What the exercise asks: You are to retype all of the data exactly as it appears.

:: Task input ::

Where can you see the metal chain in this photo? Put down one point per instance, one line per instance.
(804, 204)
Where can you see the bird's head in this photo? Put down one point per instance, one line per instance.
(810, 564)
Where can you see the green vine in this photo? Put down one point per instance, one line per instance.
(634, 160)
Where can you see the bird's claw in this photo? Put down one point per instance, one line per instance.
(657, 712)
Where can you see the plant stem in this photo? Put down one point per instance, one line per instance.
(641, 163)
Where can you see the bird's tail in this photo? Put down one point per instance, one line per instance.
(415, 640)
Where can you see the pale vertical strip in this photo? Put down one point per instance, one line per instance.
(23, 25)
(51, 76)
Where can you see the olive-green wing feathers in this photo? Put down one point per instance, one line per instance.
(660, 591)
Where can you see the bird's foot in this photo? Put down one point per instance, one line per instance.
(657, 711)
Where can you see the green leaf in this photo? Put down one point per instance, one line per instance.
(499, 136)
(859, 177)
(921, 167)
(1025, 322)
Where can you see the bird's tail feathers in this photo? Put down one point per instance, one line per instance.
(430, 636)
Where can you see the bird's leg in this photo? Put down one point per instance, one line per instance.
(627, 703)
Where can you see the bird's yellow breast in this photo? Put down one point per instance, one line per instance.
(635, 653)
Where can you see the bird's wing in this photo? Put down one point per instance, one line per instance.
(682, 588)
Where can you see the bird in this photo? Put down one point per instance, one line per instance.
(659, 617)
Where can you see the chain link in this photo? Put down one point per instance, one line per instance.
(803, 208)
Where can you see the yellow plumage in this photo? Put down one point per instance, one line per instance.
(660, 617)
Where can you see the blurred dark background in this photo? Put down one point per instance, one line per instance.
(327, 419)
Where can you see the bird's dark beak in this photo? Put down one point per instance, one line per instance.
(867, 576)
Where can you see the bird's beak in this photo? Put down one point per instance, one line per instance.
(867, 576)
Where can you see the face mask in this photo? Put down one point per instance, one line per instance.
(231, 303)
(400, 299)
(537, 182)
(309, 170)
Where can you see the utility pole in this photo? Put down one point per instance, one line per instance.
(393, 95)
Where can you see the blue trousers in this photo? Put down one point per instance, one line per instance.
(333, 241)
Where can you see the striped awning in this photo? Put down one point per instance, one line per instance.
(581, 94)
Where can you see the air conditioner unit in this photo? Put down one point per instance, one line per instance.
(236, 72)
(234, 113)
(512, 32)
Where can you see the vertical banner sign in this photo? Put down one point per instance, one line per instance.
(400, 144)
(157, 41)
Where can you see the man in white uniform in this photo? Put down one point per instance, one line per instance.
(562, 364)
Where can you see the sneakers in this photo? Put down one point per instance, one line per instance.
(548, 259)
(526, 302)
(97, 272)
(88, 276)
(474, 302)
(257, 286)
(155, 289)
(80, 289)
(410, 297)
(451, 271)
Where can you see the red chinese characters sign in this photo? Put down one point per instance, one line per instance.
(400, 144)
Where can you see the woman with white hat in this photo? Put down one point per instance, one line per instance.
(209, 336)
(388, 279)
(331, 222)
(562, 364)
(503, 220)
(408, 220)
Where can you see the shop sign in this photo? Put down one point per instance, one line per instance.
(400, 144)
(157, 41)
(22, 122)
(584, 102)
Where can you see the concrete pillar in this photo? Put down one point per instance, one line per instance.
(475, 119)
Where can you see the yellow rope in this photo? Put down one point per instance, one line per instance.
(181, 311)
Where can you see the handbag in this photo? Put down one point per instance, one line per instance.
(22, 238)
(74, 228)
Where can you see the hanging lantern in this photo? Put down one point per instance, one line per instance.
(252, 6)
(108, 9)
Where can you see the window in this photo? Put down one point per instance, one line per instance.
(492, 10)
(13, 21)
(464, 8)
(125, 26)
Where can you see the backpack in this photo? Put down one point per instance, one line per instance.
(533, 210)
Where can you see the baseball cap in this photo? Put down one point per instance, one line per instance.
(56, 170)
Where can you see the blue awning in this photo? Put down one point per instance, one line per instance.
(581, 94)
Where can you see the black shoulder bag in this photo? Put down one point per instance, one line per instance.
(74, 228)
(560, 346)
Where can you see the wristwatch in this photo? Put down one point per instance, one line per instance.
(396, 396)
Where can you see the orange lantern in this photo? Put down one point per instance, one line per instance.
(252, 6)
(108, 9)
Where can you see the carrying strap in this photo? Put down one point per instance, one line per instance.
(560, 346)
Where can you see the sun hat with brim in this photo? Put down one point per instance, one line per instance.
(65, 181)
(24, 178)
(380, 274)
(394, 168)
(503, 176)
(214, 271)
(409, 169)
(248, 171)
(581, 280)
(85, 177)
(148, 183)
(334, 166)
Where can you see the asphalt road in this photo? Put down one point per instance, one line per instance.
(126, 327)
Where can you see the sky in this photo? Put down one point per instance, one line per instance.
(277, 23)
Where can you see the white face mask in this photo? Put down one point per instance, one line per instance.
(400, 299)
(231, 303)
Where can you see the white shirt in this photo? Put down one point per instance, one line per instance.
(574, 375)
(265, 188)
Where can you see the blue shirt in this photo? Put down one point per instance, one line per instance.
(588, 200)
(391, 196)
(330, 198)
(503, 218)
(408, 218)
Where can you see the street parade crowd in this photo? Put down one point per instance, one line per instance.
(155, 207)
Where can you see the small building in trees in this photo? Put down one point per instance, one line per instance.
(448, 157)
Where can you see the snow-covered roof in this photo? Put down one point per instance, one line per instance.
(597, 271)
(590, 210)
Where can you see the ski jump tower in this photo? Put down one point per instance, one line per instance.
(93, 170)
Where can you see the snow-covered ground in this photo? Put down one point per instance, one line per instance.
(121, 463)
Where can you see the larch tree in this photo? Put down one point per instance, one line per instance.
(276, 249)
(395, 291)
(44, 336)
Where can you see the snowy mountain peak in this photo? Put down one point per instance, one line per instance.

:::

Solution below:
Where can you see the metal chain in this photo? Put down one point per instance, one line per instance.
(804, 204)
Where can you see the bird's head in this photo? Put down one point per instance, one line per instance.
(810, 564)
Where can you see the green vine in this photo? Put down one point per instance, one line per instance.
(634, 160)
Where can you see the bird's claw in this photo? Put down one point per instance, one line per instance.
(657, 712)
Where can you see the plant stem in this photo? Put down one point per instance, one line per instance.
(641, 163)
Where can you see the bird's tail in this photo? Put down one point per instance, one line per instance.
(415, 640)
Where can you see the pale vertical strip in this photo? Put down one point per instance, one line per instance.
(23, 25)
(51, 76)
Where can you see the olive-green wing feathers in this photo? Put down one point per instance, one line per instance.
(660, 591)
Where can you see the bird's foot in this photo? Put down one point per instance, one line per instance.
(657, 711)
Where can you see the green leaf in this photo? Put down one point per instance, one line per instance.
(499, 136)
(859, 177)
(921, 167)
(1025, 322)
Where can you see the bird's tail feathers in this photo? Put down one point per instance, one line per instance.
(430, 636)
Where can you see the bird's leg in this photo? Put down one point per instance, one line per instance.
(627, 703)
Where can you see the bird's yellow breast in this photo? Put down one point per instance, one line per instance.
(635, 653)
Where can you see the bird's wing in this photo? Put down one point per instance, one line per instance.
(682, 588)
Where can you see the bird in this photo? Put down one point per instance, one line per instance.
(659, 617)
Where can you see the chain link in this photo? Put down one point per instance, one line per instance.
(803, 208)
Where can you see the yellow plumage in this photo? Put down one point per instance, one line per instance.
(660, 617)
Where can you see the blurred dark background in this photo? Put down one point per instance, one line per instance.
(327, 419)
Where can you see the bird's dark beak in this photo? Put down one point per instance, one line per instance.
(867, 576)
Where can you see the bird's beak in this photo? Put down one point per instance, one line per instance.
(867, 576)
Where can you see the face mask in this photo? Put down one point per instance, one line per instance.
(231, 303)
(400, 299)
(537, 182)
(309, 170)
Where can you see the utility pole in this photo? Put down one point per instance, one line per instance.
(393, 95)
Where can you see the blue trousers in this photo? Put down one point per instance, one line per instance.
(333, 241)
Where can you see the striped awning in this photo? Put down one point per instance, one line per instance.
(581, 94)
Where can you see the air conditioner unit in this photo? Put down one point per instance, one line per instance.
(236, 72)
(234, 113)
(512, 32)
Where can you see the vertical banner sign in this photo? Put down one point per instance, one line per instance.
(400, 144)
(157, 41)
Where can you see the man in white uniform in this photo? Put down one point per instance, one line per instance.
(562, 364)
Where can you see the sneakers in this photo? Put down one point per instance, one line per instance.
(548, 259)
(526, 302)
(97, 272)
(88, 276)
(474, 302)
(257, 286)
(155, 289)
(80, 289)
(410, 297)
(451, 271)
Where can you see the red chinese characters sign in this photo? Put down one point per instance, one line per instance.
(400, 144)
Where can you see the woman with white hat in this photo? Put down one point per instance, one line per instance.
(209, 336)
(388, 279)
(331, 222)
(562, 364)
(503, 220)
(408, 220)
Where can you see the shop sign in this photo? Put down one point per instance, one line per instance.
(400, 144)
(157, 41)
(22, 122)
(584, 102)
Where can you see the concrete pillar in this photo? Put down one point per instance, one line per instance.
(475, 119)
Where can you see the yellow rope in this photo? Put down one point per instance, one line per instance.
(181, 311)
Where can you see the handbag in this photo? Put down one point per instance, one line per instance.
(22, 238)
(74, 228)
Where can you see the hanging lantern in this photo? Put down one point per instance, one line per instance.
(252, 6)
(108, 9)
Where can you see the window in this photo? Put down one point per instance, one line per instance.
(492, 10)
(13, 21)
(464, 8)
(125, 26)
Where can you see the backpack in this photo? Put down one point per instance, one line per instance.
(533, 210)
Where can you see the baseball cap in this photo? Put down one point per instance, one line per instance.
(56, 170)
Where can you see the blue awning in this photo? Put down one point per instance, one line per instance.
(581, 94)
Where can you see the black shoulder bag in this photo? Put down one point per instance, one line per instance.
(74, 228)
(560, 346)
Where can you see the wristwatch in this photo? Put down one point per instance, one line per instance.
(396, 396)
Where can you see the orange lantern in this photo? Put down one point per instance, one line per instance.
(252, 6)
(108, 9)
Where can you see the carrying strap in this photo? Put down one point per instance, one line per instance.
(560, 346)
Where can you see the sun hat with brim in this photo? Put down one point per instance, one line per instance.
(65, 181)
(24, 178)
(380, 274)
(394, 168)
(503, 176)
(214, 271)
(409, 169)
(248, 171)
(581, 280)
(85, 177)
(148, 183)
(334, 166)
Where can you see the asphalt road in this photo? Put down one point per instance, one line per instance.
(126, 327)
Where can you see the sky in this photo? Put down one point per instance, one line per instance.
(277, 23)
Where can you see the white face mask in this photo? Put down one point per instance, one line per instance.
(400, 299)
(231, 303)
Where can you see the white shirt in this photo? Put down one point per instance, one line per instance.
(574, 375)
(265, 188)
Where can you see the blue shirt in this photo? Put down one point per instance, one line per instance.
(588, 200)
(391, 196)
(330, 198)
(503, 218)
(408, 218)
Where can you see the street parade crowd in this photo? Put down one point per instance, one line per instance.
(155, 207)
Where can you see the small building in trees in this photo? Put down one point per instance, one line per instance.
(448, 157)
Where can you see the snow-covered roof in this photo? Put down one point per instance, one line per instance.
(597, 271)
(590, 210)
Where can you see the ski jump tower in this photo? Put down one point per instance, one line per instance.
(93, 170)
Where can you see the snow-covered ground in this photo? Put down one point per instance, one line per instance.
(121, 463)
Where can you see the larch tree in this photo? Put down one point per instance, one line per instance.
(276, 249)
(395, 291)
(44, 336)
Where can you see the snowy mountain peak in this photo? Put down one point per instance, one line per instance.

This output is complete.